## TRECHO SELECIONADO
"""

Algum tempo depois, o seu padrasto introduziu na casa um aparelho de televisão, conforme ele mesmo dissera, tratava-se de um equipamento da marca GE, modelo Máscara Negra, que adquirira de segunda mão, o que lhe permitiu incorporar àquele ritual, o costume de ouvir as músicas executadas durante os instantes que antecedia a abertura da TV Aratu, então afiliada à rede Globo de Televisão – emissora de Salvador que opera no canal 4, cujo “jingle” de abertura iniciava com a frase “bom dia Bahia, Bahia do meu coração” e concluía com o epiteto “Canal quatro está chegando ao seu lar, TV Aratu está no ar” -, onde seria exibido um programa em que se ensinava inglês, cujo conteúdo não lhe despertava grande interesse, só mantendo o aparelho ligado para esperar a audição da música de abertura do “Sítio do Picapau Amarelo”, cantada por Gilberto Gil e, claro, o episódio, que ouvia, pouco antes do banho e do almoço.

"""

[Uma sequência de registros]
"""

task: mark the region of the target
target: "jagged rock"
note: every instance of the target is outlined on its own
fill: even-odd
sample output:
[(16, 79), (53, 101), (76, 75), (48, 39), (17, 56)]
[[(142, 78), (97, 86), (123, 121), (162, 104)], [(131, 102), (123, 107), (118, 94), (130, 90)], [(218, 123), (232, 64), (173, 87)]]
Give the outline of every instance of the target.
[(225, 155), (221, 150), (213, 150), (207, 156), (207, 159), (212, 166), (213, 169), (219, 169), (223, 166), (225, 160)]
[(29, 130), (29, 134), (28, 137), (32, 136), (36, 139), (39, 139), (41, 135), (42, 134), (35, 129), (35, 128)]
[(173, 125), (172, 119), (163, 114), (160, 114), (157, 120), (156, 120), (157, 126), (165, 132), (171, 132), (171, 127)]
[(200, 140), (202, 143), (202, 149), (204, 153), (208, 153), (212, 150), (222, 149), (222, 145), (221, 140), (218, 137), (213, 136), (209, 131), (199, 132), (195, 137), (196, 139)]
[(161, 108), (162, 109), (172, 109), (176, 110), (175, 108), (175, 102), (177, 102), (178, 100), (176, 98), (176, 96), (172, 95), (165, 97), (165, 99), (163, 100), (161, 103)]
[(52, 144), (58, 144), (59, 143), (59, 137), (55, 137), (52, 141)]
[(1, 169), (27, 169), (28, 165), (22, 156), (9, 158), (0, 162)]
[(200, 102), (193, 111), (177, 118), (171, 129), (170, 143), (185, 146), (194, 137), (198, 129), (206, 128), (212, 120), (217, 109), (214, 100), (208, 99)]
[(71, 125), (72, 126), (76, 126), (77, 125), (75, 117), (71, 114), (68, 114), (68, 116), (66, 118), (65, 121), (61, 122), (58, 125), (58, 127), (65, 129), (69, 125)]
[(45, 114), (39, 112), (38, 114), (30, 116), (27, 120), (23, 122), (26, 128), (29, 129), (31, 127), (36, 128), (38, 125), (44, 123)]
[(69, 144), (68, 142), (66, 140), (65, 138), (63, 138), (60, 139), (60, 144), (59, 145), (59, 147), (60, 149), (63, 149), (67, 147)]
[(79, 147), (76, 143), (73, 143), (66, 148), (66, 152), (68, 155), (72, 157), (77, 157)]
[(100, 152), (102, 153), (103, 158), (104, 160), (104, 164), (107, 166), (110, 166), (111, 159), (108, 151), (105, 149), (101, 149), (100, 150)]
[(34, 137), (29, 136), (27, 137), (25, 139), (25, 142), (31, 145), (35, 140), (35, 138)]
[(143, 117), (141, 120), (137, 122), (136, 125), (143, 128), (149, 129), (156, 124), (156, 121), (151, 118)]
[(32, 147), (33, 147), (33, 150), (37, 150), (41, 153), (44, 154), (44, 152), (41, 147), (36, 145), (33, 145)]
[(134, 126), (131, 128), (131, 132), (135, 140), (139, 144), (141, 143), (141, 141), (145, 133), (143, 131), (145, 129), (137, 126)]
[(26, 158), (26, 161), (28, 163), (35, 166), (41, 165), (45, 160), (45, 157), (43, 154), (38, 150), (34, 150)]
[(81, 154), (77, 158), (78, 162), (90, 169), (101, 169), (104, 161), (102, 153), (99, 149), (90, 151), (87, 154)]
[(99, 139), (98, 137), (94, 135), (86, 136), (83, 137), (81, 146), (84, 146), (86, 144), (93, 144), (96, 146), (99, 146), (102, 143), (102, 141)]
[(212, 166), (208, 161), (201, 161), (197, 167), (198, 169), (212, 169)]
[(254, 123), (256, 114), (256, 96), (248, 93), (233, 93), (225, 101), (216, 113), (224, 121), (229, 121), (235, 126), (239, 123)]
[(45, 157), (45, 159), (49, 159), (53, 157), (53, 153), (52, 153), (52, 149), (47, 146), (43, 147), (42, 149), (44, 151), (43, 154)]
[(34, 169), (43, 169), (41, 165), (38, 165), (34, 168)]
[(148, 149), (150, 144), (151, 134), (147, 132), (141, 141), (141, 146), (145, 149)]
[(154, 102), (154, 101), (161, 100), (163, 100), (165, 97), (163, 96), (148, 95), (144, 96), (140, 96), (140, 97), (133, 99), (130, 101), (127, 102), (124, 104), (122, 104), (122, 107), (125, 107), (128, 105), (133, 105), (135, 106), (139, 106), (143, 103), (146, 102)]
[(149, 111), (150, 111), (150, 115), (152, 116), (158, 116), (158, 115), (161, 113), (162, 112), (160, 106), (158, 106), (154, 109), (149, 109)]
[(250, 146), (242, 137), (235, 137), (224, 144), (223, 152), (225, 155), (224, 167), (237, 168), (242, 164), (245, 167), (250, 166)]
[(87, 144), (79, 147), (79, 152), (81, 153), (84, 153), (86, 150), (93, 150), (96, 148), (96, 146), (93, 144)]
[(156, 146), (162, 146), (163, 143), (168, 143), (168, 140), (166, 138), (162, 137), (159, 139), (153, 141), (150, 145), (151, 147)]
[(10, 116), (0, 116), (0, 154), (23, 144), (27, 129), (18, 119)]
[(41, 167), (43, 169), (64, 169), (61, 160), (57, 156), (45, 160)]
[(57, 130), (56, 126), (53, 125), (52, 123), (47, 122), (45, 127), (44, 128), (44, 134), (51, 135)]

"""

## INSTRUÇÕES DA TAREFA
Responda às perguntas abaixo com base no trecho selecionado, numerando as respostas da mesma forma.
1. De que marca e modelo era o aparelho de televisão levado para a casa?
2. Em que canal opera a TV Aratu?
3. Quem cantava a música de abertura do "Sítio do Picapau Amarelo"?

## RESPOSTA ESPERADA
1. O aparelho era da marca GE, modelo Máscara Negra.
2. A TV Aratu opera no canal 4.
3. A música de abertura era cantada por Gilberto Gil.